- [OBIETTIVI]:
1 - Rispondi a queste domande sull'intervista su Torino e Lazio:
(a) In quale squadra El Kaddouri era stato definito una promessa?
(b) Quale calciatore del Torino viene indicato come il principale tra quelli "in prospettiva importanti"?
(c) Di quale nazionale si diceva che Petkovic sarebbe diventato commissario tecnico?
2 - Nell'intervista su Torino e Lazio, elenca tutti i giocatori nominati nella risposta sugli aggiustamenti di Ventura.
3 - Prosegui l'intervista su Torino e Lazio dopo l'ultima risposta riportata.

- [ESTRATTO DEL DOCUMENTO]:
_ _ _

El Kaddouri si sta rivelando anche lui un buon giocatore soprattutto da quando Ventura fa giocare la squadra con il trequartista, ruolo che lui predilige. Altro valore aggiunto per il Torino?

“Negli aggiustamenti Ventura è bravo a capire se deve utilizzare El Kaddouri o Bellomo o Barreto o qualsiasi altro giocatore, infatti alle volte gioca con un trequartista altre con due quando mette anche Vives o Gazzi davanti alla difesa perché ha giocatori intercambiabili, ma soprattutto è capace di dare imprevedibilità alla squadra che sa cambiare fisionomia continuando a proporre gioco senza chiudersi”.

 

Si dice che il Torino sia un po’ Cerci-dipendente e che la Lazio lo sia con Klose, questo per entrambe finisce per essere un vantaggio o un handicap?

“Non è la stessa cosa. Il Torino ha sicuramente in Cerci la sua punta di diamante, ma la squadra esprime un gioco corale e ci sono anche altri calciatori in prospettiva importanti, uno su tutti D’Ambrosio, El Kaddouri sta ritrovando la brillantezza che lo aveva fatto definire una promessa ai tempi del Brescia, dopo aver battuto la faccia contro il muro lo scorso campionato a Napoli. Io penso che paradossalmente il Torino ha pochi punti rispetto a quello che ha fatto vedere in campo. Per quel che riguarda la dipendenza della Lazio da Klose il discorso è un po’ più articolato e infatti la squadra ha ottenuto dei risultati importanti quando Klose era nella migliore condizione e anche quando lo era Hernanes e Candreva era continuo nelle giocate. Se nella Lazio non giocano questi tre giocatori non riesce a fare grandi risultati, alla squadra è mancata la continuità ed è stata falcidiata da molti infortuni non riuscendo a trovare l’assetto e la proposta tattica e in questo scorcio di stagione ha avuto molte difficoltà gestionali, non ultime le voci insistenti sul fatto che l’allenatore avrebbe già firmato il contratto come commissario tecnico della Svizzera, che poi lo stesso Petkovic ha smentito”.

_ _ _

- [DATI REGISTRATI]:

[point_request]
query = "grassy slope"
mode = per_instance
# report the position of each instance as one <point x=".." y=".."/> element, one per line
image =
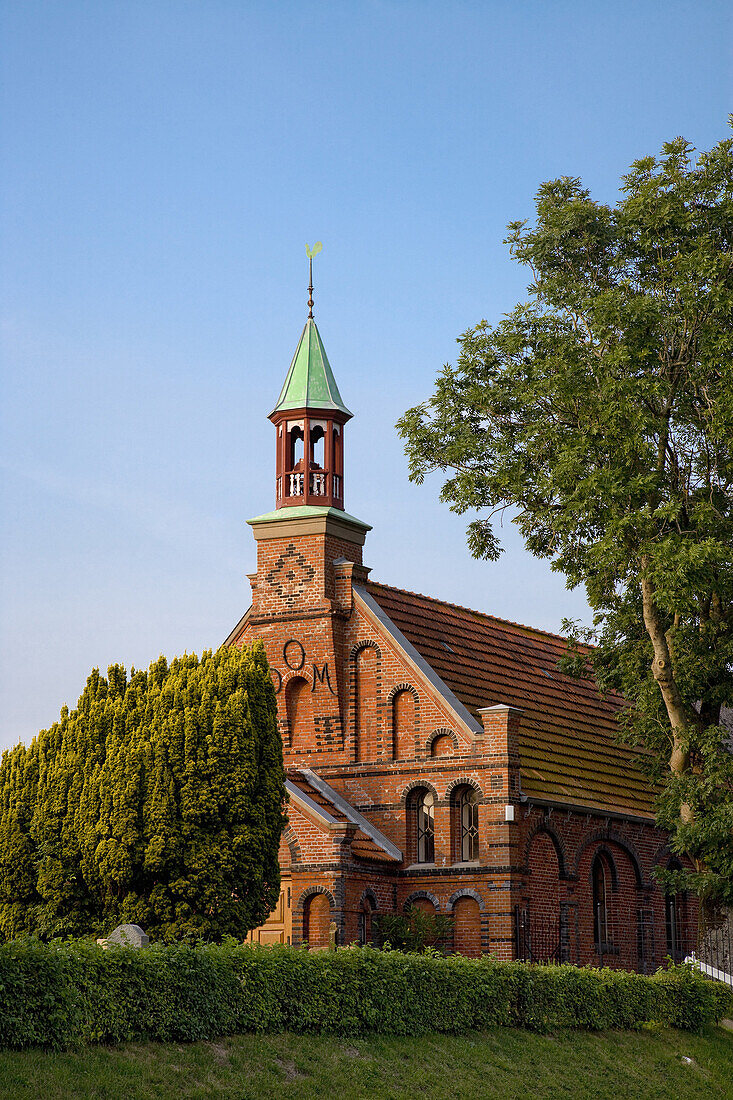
<point x="503" y="1063"/>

_ _ _

- [RISPOSTE ATTESE]:
1 -
(a) Nel Brescia.
(b) D'Ambrosio.
(c) Della Svizzera.

2 - El Kaddouri, Bellomo, Barreto, Vives, Gazzi

3 -
 

Secondo lei il Torino deve recitare il mea culpa per i punti che non ha raccolto in più di un’occasione?

“La difficoltà nel gestire il risultato c’è ed è innegabile, per questo il Torino deve guadagnare un altro step arrivando a volte a essere meno bello, ma più pratico. Bisogna dire che è difficile per una squadra che propone sempre gioco riuscire a rintanarsi in difesa per difendere il risultato. Quello che manca al Toro è proprio il saper gestire il risultato più che la partita”.

 

La Lazio ha l’obbligo di vincere la partita con il Torino altrimenti l’allenatore rischia di essere esonerato?

“Non lo so anche perché non conosco quali rapporti ci siano tra Petkovic e Lotito, però il presidente non è un mangia allenatori. Io vedo da fuori il lavoro che svolgono responsabile tecnico, direttore sportivo, direttore generale e presidente, ma sicuramente, a mio parere, devono avere la stessa visione del calcio e andare tutti nella stessa direzione. Ci sono state parecchie difficoltà e la partita con il Torino è fondamentale per ritrovare certezze e questo inevitabilmente passa dall’ottenere un risultato positivo che alla fine determina sempre molto le valutazioni, anche se non dovrebbe essere così. Sicuramente dalla Lazio ci si aspetta una buona prestazione domenica pomeriggio e un risultato convincente, poi si vedrà che valutazioni farà la dirigenza”.

 

Dove possono arrivare Torino e Lazio, se tutto filerà per il verso giusto?

“Per fare delle valutazioni è ancora un po’ presto, ma si possono tentare delle previsioni. Il Torino disputerà un campionato salvandosi senza patemi e valorizzerà al massimo qualche giocatore che ha in rosa, Cerci, Immobile e D’Ambrosio. Per quel che riguarda la Lazio vive nel guado e potrà piazzarsi fra il quarto-quinto posto e il settimo-ottavo. Oggi è leggermente attardata sotto il profilo dei risultati, ma quello che più preoccupa è dove vuole andare, che programmi vuole attuare, se Klose continuerà dopo che a fine stagione disputerà il suo ennesimo mondiale ad alto livello, se Hernanes rinnoverà il contratto. Ci sono molte variabili. La visione del campionato del Torino è più chiara di quella della Lazio che è più enigmatica perché non si sa se punta su una squadra formata da giovani quali Keita, che ha grande talento, Perea, Anderson,  o se continuerà ad affidarsi, mettendoli nelle condizioni migliori di esprimersi, giocatori esperti come Klose, Hernanes e Candreva che hanno permesso di ottenere gli ultimi successi dalla Coppa Italia ai piazzamenti con Reja in panchina quando fu a un passo dalla qualificazione alla Champions League. L’interrogativo è: la Lazio vorrà rimanere a quei livelli o vorrà riprogrammare?”.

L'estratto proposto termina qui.